> [REQUIREMENT]
Leave every picture out and print exactly the lines that run from the one containing "One pin marks each instance of the arm" to the end of the listing.

> [GIVEN ENTRIES]

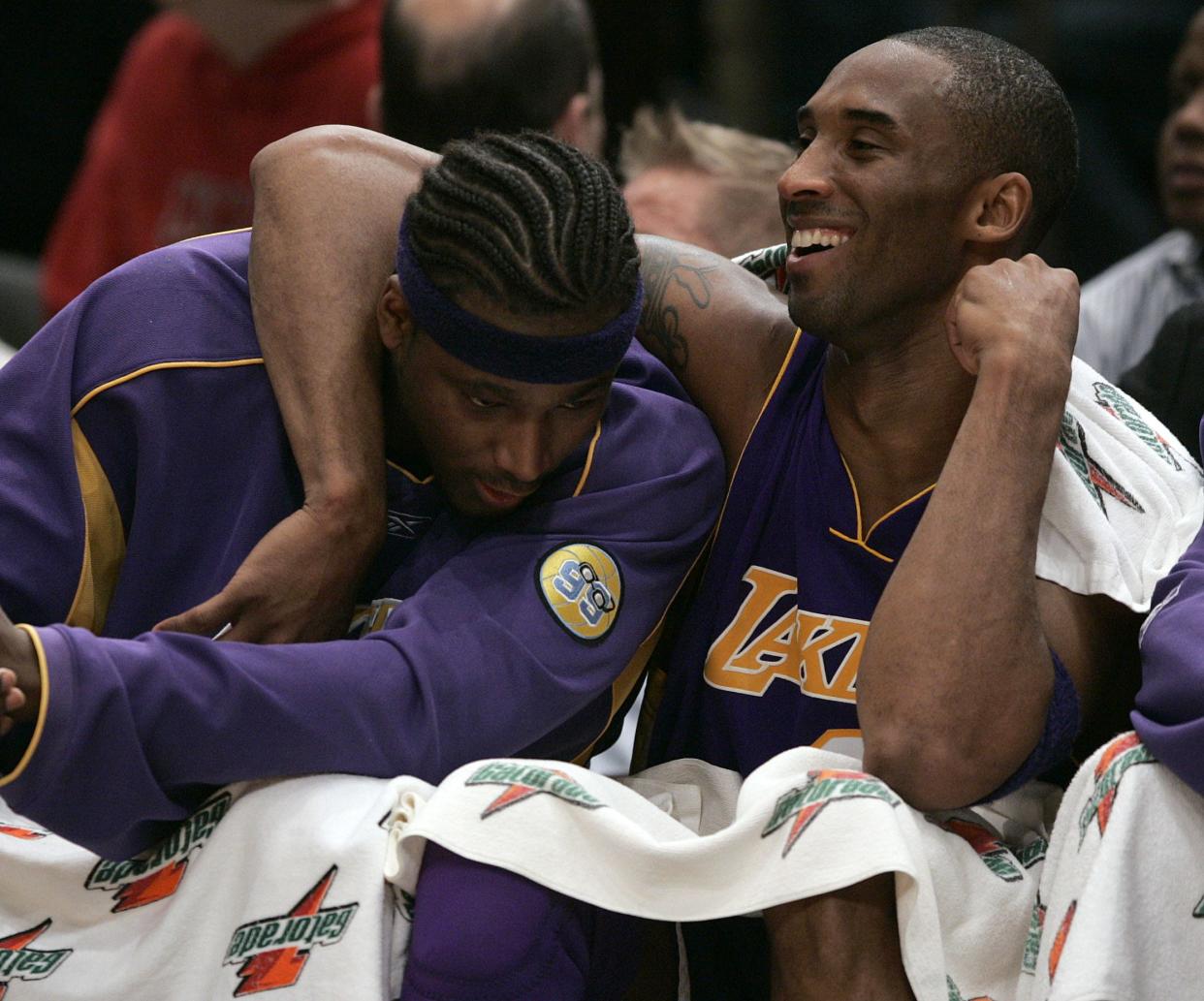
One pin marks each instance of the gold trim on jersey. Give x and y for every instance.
(588, 458)
(219, 233)
(93, 393)
(862, 539)
(41, 708)
(104, 539)
(409, 476)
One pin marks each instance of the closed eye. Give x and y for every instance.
(482, 403)
(581, 403)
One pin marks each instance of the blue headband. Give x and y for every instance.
(506, 353)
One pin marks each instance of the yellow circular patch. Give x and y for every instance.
(583, 588)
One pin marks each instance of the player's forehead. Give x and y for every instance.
(892, 83)
(481, 382)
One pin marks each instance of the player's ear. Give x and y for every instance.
(394, 319)
(998, 208)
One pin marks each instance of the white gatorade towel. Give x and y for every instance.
(1124, 498)
(268, 888)
(1123, 895)
(686, 841)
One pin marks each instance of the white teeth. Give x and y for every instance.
(817, 238)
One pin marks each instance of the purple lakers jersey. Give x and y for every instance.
(141, 458)
(767, 657)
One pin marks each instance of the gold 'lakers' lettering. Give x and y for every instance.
(820, 653)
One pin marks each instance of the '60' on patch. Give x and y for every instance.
(583, 588)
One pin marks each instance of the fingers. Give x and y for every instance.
(204, 620)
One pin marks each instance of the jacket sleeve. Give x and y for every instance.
(509, 641)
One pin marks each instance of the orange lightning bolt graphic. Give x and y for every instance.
(517, 793)
(160, 883)
(1114, 751)
(281, 967)
(1060, 939)
(18, 941)
(24, 834)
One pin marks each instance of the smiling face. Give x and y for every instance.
(873, 201)
(488, 441)
(1182, 143)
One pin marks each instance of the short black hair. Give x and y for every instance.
(533, 224)
(518, 71)
(1011, 113)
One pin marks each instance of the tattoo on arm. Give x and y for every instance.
(661, 320)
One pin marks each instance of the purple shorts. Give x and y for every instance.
(482, 932)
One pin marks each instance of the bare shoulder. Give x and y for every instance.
(717, 328)
(342, 145)
(1095, 639)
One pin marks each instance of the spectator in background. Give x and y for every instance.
(453, 66)
(1169, 380)
(202, 89)
(703, 184)
(1124, 308)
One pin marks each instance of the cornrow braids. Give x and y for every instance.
(533, 224)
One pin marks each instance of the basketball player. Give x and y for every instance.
(538, 519)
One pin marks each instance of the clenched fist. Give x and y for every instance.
(1018, 313)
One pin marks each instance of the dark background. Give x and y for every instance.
(745, 63)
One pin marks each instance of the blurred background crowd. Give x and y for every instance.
(130, 123)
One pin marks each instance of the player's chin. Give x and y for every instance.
(473, 498)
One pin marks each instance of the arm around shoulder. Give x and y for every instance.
(719, 328)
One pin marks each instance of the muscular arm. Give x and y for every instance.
(956, 677)
(719, 328)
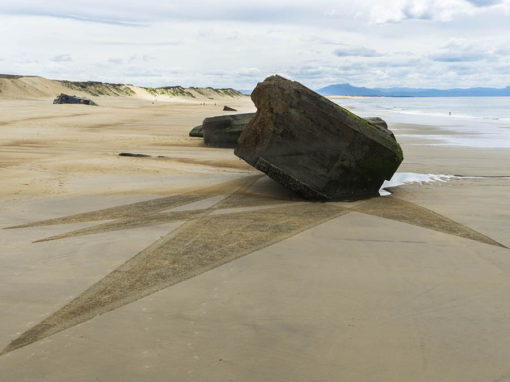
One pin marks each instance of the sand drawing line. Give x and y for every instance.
(208, 239)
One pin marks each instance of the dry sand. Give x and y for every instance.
(196, 267)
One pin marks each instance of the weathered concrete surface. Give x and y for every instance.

> [OUTPUT OF THE TASK]
One pin marks each instance of the arm around shoulder. Give x and y for every instance.
(719, 328)
One pin marks each instance of the muscular arm. Give x and y for every instance.
(956, 677)
(719, 328)
One pin marks each instance of the sand drawing line. Give x and y for every instance.
(208, 239)
One pin marks each instance of the dry sand. Give x and y for every instance.
(196, 267)
One pin marks each instance of the weathered concrete surface. Give x and y for every instance.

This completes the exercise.